> _Texte_
################
Prologue
p. 11-13
Texte intégral
14 octobre 1938...« À l'heure où retentit le bruit des moteurs de l'armée allemande dans les montagnes de Bohême... » L'homme qui parle à la tribune de l'Assemblée nationale, quelques minutes après Léon Blum, n'a pas l'habitude de laisser indifférents ceux qui l'écoutent. Il a le regard noir et droit, le geste un peu fébrile, la voix haletante. Incisif mais clair, il agace, il émeut, il trouble. On vitupère du côté de la droite, on applaudit à l'extrême gauche.
2Plus pâle encore qu'à l'ordinaire, l'homme reprend le fil de son discours : « À l'heure, dis-je, où retentit le bruit des moteurs de l'armée allemande, victorieuse sans avoir combattu, dans les montagnes de Bohême ; à l'heure où monte la plainte d'un peuple martyr ; à l'heure où l'armée française se trouve face à face avec l'armée allemande renforcée de quarante divisions... À l'heure où nous payons les fautes lourdes de vingt années d'après-guerre, il ne convient pas d'inviter le peuple à chanter son allégresse ».
3Quatre jours plus tôt, le peuple de Paris est venu acclamer au Bourget les signataires français des accords de Munich : le président du Conseil Édouard Daladier, lucide et résigné, et son ministre des Affaires étrangères, Georges Bonnet. Les deux hommes s'attendaient à tout, au retour de Bavière, sauf à un triomphe. Un triomphe qui masque le désarroi. Un triomphe renouvelé cependant en début de séance, au Palais Bourbon, par les applaudissements nourris de parlementaires debout. Le député de Neuilly, Henri de Kerillis, que certains appellent « le preux », que d'autres dénoncent comme un « agité », un « belliciste » ou un « fou », ne s'est pas levé. « Il m'est impossible, explique-t-il, d'accorder mon vote au gouvernement car ce vote signifierait mon adhésion à la paix de Munich... Cette paix, prévient-il dans le silence tendu et çà et là hostile de la Chambre, consacre le triomphe de Hitler, c'est-à-dire à la fois celui de l'Allemagne et celui du fascisme international. Cette paix fait du IIIe Reich un empire colossal qui va établir, sans obstacle désormais, et par étapes foudroyantes, son hégémonie sur l'Europe ».
################
> _Consignes de travail_
1: Que dit le texte sur le discours de Kerillis sur les points suivants ?
(a) Quel jour a lieu la séance ?
(b) De combien de divisions l'armée allemande est-elle renforcée ?
(c) De quelle ville Henri de Kerillis est-il député ?
2: Pourriez-vous poursuivre le texte sur le discours de Kerillis après sa dernière phrase ?
La liste n'est pas utile ici.
################
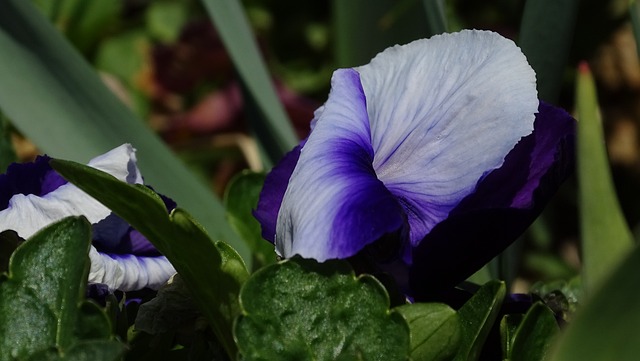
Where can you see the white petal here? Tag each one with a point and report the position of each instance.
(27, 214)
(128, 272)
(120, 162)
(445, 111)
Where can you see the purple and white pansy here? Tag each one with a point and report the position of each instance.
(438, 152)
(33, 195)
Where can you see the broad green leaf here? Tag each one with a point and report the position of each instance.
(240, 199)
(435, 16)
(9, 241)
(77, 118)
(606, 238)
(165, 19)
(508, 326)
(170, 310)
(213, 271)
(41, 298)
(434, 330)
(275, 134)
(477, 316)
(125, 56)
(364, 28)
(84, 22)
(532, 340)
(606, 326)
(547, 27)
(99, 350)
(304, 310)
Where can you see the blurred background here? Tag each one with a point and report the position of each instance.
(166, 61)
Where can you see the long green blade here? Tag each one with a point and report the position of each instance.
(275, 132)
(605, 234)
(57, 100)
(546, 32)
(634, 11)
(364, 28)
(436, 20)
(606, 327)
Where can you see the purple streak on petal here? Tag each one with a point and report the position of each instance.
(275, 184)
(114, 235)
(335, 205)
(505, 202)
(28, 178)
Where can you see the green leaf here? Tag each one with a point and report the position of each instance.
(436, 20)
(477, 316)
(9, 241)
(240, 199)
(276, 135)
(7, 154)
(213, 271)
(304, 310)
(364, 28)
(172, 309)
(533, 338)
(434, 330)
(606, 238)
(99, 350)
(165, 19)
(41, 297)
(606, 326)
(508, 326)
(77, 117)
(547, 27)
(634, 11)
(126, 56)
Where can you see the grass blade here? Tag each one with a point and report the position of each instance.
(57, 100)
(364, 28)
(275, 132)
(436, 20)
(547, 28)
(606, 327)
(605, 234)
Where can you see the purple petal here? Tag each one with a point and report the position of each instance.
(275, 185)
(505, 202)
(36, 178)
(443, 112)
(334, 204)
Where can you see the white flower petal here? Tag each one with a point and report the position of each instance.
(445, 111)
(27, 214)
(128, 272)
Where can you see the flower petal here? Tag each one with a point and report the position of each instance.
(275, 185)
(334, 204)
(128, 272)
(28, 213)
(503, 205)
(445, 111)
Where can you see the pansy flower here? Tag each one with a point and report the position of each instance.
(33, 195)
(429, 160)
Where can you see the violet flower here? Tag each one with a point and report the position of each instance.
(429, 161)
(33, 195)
################
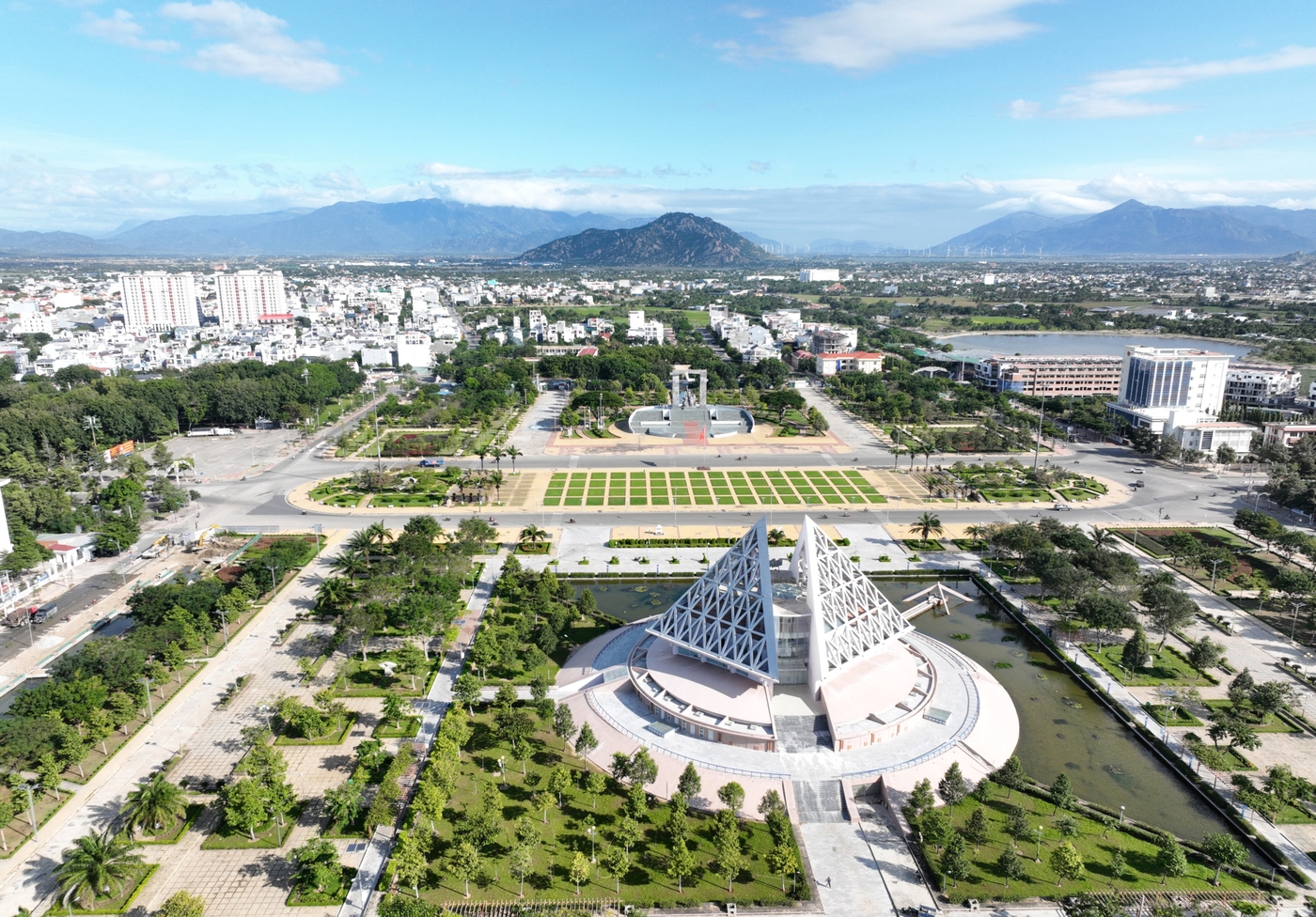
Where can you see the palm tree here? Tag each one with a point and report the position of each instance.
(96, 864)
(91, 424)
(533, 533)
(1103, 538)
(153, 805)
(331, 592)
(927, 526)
################
> _Réponses fournies_
1:
(a) Le 14 octobre 1938.
(b) De quarante divisions.
(c) De Neuilly.

2:
4Le député journaliste se fait prophète. Son mérite est de ne pas avoir attendu Munich et le dépeçage de la Tchécoslovaquie, amie et alliée de la France, pour sonner le tocsin. Il a beaucoup voyagé, interrogé, écouté. Il a lu Mein Kampf, pris la mesure de l'appétit de l'ogre nazi, et l'intuition lui a rarement fait défaut. Dès 1936, dans un livre intitulé Français, voici la guerre !, Kerillis écrivait : « ...Nous sentons approcher le cyclone de la guerre, comme les animaux, le poil dressé et les pattes tremblantes, sentent venir les grands cataclysmes naturels... La guerre qui risque d'éclater sera sans doute une guerre mondiale. Elle entraînera dans une lutte impitoyable les peuples qui ont le plus de raisons de se croire à l'abri d'un conflit. Elle rougira de sang le Pacifique et l'Atlantique, la Baltique et la Méditerranée. » En Espagne déjà, les Républicains ne l'ignoraient pas et le criaient en vain, désespérément.
5En ce 4 octobre 1938, Henri de Kerillis, plus seul et plus lucide qu'il ne l'a jamais été, affirme à ses collègues que « Munich » va déclencher l'avalanche : « L'Allemagne est insatiable devant les faibles. L'Allemagne ne respecte que les forts et nous venons de lui montrer que nous ne l'étions pas ! » Son regard se fait plus lourd, son débit plus saccadé, quand il lance, face à cette Assemblée présidée par Édouard Herriot où les absents ne sont que trois : « Aujourd'hui que l'Allemagne dispose d'une masse humaine accrue, aujourd'hui qu'elle a mis la main sur le bastion qui commande les régions du pétrole et du blé, que son potentiel guerrier s'est multiplié, vous croyez qu'elle va devenir douce et conciliante ! Moi je crois qu'elle va devenir exigeante et terrible ».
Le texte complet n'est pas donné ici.